The problem — Beginning at the line containing "Locate the bird's foot" and continuing to the end of the records below, give each line again exactly as it stands, and only those lines.

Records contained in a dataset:
------

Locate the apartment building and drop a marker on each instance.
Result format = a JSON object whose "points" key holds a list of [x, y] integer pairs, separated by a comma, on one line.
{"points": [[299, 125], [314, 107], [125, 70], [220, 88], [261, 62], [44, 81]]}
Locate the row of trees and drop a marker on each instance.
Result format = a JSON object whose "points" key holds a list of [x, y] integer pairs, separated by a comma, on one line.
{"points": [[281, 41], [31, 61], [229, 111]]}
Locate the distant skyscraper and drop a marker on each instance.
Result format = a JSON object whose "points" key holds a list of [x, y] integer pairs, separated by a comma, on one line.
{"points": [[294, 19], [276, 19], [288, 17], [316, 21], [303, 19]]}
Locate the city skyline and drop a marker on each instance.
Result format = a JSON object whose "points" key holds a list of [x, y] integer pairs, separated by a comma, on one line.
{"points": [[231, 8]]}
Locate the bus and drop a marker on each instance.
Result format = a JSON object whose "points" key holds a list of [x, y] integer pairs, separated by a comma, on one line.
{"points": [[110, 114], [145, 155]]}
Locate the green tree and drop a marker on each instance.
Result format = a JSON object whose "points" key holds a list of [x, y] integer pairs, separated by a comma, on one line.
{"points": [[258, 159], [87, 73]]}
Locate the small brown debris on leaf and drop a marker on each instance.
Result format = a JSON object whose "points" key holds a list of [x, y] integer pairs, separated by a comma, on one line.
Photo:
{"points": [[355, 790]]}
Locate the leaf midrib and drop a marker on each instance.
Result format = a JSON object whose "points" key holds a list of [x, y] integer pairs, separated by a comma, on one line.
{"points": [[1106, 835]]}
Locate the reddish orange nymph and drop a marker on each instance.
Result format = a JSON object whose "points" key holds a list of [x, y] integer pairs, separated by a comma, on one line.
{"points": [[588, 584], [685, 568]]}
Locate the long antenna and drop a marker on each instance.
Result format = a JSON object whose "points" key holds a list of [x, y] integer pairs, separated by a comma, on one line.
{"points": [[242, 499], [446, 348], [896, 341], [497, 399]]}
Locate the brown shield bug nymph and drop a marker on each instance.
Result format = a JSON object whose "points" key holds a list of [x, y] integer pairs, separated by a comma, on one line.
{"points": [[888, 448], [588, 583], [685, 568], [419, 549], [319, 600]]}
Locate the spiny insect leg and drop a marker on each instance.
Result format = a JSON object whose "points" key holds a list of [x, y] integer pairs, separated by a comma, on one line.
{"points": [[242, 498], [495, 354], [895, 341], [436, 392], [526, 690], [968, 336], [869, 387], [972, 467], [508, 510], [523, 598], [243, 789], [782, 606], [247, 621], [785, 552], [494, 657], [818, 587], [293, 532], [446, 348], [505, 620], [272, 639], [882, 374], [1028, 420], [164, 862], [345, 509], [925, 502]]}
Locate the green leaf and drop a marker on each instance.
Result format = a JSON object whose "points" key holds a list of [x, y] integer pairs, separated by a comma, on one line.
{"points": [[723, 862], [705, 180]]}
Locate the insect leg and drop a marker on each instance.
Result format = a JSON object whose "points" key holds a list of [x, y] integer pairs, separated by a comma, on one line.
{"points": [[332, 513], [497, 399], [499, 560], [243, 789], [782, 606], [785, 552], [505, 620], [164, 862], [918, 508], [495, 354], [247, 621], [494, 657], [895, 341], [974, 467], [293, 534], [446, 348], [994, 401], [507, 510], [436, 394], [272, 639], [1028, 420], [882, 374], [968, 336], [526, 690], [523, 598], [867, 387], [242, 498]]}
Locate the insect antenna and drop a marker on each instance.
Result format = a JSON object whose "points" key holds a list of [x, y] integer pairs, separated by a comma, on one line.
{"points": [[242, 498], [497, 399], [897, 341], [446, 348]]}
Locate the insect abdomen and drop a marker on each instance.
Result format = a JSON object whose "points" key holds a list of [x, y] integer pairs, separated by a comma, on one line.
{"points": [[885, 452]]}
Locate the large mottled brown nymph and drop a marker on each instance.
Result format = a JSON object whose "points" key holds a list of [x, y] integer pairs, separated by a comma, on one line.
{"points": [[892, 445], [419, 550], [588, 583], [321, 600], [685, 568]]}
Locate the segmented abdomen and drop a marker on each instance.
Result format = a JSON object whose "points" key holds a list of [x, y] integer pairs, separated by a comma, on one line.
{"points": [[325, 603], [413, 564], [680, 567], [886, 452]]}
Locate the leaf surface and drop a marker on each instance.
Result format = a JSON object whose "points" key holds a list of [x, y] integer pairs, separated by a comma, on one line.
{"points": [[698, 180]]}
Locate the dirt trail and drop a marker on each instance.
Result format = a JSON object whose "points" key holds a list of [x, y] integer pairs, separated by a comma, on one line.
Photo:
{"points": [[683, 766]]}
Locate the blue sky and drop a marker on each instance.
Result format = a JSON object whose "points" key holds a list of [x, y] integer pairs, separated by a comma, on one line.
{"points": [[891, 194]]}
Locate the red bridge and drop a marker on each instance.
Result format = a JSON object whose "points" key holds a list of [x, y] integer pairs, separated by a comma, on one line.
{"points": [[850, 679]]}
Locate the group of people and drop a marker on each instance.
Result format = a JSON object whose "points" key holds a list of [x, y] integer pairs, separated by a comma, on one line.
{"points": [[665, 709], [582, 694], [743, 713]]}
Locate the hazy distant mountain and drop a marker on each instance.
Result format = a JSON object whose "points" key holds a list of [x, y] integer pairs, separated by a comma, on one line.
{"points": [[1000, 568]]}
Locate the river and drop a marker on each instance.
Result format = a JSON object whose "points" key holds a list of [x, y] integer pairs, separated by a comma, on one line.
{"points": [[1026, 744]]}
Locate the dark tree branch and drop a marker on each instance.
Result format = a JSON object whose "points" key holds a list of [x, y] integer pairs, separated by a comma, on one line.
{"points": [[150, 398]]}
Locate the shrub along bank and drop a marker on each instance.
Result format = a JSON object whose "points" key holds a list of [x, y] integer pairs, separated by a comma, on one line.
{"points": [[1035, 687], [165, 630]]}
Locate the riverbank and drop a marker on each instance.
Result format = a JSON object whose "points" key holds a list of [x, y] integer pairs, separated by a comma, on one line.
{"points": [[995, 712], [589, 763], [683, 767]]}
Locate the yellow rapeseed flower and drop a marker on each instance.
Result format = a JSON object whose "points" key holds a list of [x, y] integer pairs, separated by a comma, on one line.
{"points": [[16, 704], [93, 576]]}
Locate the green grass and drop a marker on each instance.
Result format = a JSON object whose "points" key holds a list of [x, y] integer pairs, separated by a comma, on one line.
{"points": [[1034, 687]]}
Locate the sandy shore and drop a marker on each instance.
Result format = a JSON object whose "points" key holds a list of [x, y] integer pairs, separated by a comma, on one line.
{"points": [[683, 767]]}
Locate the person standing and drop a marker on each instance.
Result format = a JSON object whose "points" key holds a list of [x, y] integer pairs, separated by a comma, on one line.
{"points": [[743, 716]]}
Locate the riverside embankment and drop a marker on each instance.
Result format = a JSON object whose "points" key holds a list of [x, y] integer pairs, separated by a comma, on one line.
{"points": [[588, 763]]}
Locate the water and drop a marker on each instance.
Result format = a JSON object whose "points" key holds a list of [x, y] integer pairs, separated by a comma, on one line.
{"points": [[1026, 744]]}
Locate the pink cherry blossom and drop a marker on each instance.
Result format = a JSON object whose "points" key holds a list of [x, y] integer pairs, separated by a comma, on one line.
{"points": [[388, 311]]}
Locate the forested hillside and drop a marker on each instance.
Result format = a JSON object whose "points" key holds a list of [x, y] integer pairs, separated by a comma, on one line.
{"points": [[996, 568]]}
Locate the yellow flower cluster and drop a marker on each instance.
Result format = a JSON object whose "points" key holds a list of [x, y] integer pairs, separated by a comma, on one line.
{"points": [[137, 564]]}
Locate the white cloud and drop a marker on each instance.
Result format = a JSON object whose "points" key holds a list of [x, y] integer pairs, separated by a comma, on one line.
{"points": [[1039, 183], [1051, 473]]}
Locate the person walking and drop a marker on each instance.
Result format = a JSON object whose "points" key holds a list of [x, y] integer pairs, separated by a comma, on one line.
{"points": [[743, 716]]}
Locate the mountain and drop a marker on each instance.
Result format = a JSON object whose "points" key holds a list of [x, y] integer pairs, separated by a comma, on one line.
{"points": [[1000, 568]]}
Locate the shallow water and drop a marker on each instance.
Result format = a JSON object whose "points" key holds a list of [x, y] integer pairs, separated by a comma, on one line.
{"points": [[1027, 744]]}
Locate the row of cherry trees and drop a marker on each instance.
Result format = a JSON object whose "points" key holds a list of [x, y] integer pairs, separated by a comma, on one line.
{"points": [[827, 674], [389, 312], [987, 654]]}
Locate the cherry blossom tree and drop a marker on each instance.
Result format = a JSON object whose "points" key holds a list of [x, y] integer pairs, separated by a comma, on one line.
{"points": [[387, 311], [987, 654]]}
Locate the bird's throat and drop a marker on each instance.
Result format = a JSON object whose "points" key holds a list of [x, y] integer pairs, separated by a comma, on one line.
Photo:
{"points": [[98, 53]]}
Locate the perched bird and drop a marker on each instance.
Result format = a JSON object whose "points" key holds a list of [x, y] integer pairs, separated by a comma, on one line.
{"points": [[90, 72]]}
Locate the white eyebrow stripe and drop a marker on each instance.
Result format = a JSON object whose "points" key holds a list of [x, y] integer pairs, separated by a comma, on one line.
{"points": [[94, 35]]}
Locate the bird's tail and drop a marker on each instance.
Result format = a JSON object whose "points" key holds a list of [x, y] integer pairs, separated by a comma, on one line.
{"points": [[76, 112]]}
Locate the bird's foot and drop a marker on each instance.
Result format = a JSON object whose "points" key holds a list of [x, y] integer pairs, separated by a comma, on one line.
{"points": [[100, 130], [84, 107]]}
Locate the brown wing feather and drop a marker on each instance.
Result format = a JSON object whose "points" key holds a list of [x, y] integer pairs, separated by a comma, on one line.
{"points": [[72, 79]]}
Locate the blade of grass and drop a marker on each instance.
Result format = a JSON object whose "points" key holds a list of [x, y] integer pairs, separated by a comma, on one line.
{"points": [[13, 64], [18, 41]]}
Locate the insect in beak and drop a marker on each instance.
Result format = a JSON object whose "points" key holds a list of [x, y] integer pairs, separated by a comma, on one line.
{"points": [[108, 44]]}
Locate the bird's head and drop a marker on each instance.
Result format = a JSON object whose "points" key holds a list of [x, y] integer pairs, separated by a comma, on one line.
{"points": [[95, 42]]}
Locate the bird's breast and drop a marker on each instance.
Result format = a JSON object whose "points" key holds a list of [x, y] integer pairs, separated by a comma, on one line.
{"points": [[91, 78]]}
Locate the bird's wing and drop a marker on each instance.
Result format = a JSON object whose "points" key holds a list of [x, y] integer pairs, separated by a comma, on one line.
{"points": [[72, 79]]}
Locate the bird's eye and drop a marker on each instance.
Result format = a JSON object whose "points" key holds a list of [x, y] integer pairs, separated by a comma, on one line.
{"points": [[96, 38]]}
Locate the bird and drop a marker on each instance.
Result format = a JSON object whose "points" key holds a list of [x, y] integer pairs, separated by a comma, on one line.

------

Written solution —
Locate the bird's foot and drop a marker on each instance.
Result format = a JSON object whose "points" key holds a list of [x, y] integer pairs, separated by a comma, on one line.
{"points": [[100, 130], [84, 107]]}
Locate the brown wing feather and drop a marker on each instance.
Result format = a JSON object whose "points" key holds a list of [x, y] integer pairs, separated by a comma, on one line.
{"points": [[72, 79]]}
Locate the blade of grass and drop a marker on each instance.
Result format = a JSON object whose "points" key holds a list of [x, y] integer pairs, separated by a comma, on one line.
{"points": [[13, 64], [18, 41]]}
Locate the insect in beak and drop a marker on each instance.
Result format = a JSON object whose "points" key holds a list of [x, y] integer pairs, separated by a comma, on one line.
{"points": [[108, 44]]}
Locate the bird's head and drop a marker on each instance.
Result format = a JSON object whose "points" key holds a list of [x, y] integer pairs, separated by a comma, on one line.
{"points": [[95, 42]]}
Locate the bird's breast and drop a marker on each instance.
Result format = a JSON object whose "points" key holds a list of [x, y] integer pairs, separated by a comma, on one line.
{"points": [[91, 78]]}
Locate the bird's wing and drop a marker on each instance.
Result format = a JSON object whose "points" key holds a list of [x, y] integer pairs, separated by a comma, on one line.
{"points": [[72, 79]]}
Locate the bird's eye and drop a marker on each instance.
Result format = a JSON object whose "points" key holds a list of [x, y] integer pairs, separated by a comma, on one line.
{"points": [[96, 38]]}
Locate the bird and drop a marker on each instance.
Result format = a JSON object whose "points" key holds a list of [x, y] integer pairs, separated by a comma, on one line.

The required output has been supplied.